## [Activity]
From the records below, work out how many lines contain "hand". Reply with that number alone.

Point-per-instance localization data:
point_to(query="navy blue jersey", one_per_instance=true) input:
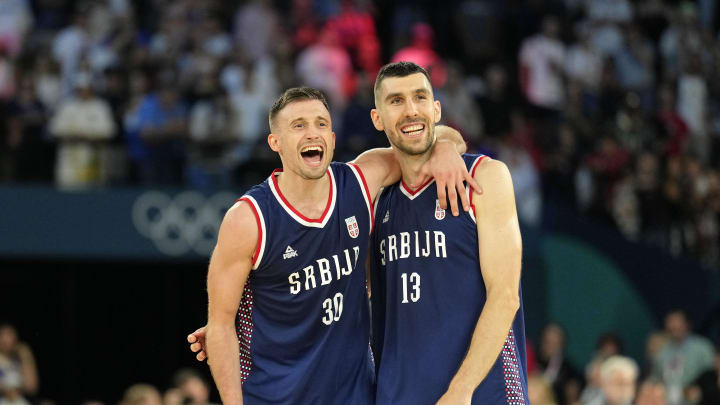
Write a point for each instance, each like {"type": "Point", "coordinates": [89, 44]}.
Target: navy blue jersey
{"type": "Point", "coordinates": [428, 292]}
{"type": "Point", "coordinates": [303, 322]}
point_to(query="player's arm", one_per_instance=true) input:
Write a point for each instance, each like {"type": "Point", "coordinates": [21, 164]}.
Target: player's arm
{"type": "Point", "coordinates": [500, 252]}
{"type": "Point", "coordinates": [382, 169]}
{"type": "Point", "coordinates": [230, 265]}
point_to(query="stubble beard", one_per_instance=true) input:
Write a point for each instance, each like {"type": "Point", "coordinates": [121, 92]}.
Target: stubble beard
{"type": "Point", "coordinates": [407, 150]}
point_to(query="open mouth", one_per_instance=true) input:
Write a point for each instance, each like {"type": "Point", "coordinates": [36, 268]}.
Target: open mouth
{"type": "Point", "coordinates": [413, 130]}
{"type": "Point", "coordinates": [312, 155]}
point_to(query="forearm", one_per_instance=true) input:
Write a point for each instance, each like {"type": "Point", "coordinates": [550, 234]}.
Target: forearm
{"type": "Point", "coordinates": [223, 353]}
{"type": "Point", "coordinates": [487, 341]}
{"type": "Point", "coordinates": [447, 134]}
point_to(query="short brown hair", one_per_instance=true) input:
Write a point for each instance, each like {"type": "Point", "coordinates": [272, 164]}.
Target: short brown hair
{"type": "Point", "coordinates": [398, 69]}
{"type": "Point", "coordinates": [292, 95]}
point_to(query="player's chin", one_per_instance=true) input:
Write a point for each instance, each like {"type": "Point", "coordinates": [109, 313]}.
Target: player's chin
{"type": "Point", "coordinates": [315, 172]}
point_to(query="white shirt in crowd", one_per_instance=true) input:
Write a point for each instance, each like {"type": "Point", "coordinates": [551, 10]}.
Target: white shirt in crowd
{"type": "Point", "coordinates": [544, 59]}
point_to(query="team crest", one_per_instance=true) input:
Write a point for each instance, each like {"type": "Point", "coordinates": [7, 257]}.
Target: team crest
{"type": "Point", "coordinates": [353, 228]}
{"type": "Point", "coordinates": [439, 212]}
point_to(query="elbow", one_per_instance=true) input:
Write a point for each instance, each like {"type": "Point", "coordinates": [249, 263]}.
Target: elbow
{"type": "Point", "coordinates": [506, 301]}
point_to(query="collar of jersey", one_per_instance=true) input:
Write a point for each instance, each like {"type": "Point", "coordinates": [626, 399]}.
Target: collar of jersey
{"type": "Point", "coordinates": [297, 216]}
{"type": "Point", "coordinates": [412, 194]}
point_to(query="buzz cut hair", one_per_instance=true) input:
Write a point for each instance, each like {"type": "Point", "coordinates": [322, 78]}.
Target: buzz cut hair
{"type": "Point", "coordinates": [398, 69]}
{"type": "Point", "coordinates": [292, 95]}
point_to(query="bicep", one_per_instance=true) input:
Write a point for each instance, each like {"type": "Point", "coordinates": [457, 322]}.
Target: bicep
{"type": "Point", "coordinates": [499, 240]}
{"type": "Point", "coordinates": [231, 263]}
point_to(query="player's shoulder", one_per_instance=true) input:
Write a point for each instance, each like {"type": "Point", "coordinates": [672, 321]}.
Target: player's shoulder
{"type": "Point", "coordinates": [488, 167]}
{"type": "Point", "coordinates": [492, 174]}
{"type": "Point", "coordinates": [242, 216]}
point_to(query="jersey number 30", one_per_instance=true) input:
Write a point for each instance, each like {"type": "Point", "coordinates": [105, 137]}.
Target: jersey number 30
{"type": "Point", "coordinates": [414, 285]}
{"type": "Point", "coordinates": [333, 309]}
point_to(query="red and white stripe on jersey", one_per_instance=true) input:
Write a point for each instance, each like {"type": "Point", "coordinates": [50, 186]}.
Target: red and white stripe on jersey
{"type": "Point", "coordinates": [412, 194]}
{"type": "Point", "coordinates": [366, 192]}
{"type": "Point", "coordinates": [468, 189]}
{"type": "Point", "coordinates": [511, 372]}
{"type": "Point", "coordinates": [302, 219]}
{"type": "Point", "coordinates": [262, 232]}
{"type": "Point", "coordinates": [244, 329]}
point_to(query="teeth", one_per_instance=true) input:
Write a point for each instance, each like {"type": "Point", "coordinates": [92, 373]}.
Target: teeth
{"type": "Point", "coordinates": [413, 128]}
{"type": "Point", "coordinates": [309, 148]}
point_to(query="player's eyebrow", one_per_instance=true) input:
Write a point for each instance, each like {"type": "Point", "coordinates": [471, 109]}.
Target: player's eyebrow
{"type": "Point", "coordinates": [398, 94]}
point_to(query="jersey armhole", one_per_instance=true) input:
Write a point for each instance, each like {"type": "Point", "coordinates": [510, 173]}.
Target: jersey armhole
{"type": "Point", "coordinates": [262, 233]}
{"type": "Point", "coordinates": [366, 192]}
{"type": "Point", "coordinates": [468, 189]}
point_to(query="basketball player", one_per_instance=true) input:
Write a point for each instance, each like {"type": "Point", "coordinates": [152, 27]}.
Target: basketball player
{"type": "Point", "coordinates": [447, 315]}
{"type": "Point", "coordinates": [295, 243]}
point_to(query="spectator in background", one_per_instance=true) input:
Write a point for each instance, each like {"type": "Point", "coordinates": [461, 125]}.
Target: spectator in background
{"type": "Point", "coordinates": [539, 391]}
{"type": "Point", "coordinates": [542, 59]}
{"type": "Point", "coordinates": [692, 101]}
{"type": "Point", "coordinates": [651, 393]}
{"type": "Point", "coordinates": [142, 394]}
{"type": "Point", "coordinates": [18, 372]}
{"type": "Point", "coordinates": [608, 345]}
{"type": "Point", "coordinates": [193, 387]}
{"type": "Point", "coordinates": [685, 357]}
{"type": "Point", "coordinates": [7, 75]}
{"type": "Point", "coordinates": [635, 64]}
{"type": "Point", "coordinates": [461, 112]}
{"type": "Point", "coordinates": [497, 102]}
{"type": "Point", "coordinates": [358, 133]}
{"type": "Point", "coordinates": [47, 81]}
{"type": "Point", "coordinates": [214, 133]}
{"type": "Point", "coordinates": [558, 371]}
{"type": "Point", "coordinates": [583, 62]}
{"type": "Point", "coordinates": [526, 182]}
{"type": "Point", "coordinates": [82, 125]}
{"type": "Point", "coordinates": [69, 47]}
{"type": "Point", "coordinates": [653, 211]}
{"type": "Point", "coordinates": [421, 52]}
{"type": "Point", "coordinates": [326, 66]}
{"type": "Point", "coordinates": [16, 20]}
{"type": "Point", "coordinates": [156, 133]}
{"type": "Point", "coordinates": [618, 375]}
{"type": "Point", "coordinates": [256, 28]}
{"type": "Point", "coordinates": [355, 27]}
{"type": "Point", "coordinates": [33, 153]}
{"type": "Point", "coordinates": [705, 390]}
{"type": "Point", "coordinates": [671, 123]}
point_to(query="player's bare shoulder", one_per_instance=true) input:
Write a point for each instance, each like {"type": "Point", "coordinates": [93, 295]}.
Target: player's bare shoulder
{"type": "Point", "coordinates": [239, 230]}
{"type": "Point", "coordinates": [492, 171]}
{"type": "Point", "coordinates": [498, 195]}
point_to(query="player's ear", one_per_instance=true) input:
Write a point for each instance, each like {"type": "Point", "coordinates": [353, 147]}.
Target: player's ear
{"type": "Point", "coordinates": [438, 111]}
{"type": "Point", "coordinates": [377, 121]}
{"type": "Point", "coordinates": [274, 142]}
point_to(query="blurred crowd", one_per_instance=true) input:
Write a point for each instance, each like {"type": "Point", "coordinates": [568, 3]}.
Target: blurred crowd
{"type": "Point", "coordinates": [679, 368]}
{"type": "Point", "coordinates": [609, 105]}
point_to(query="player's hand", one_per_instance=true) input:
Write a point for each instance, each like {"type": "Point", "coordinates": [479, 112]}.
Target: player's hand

## [Result below]
2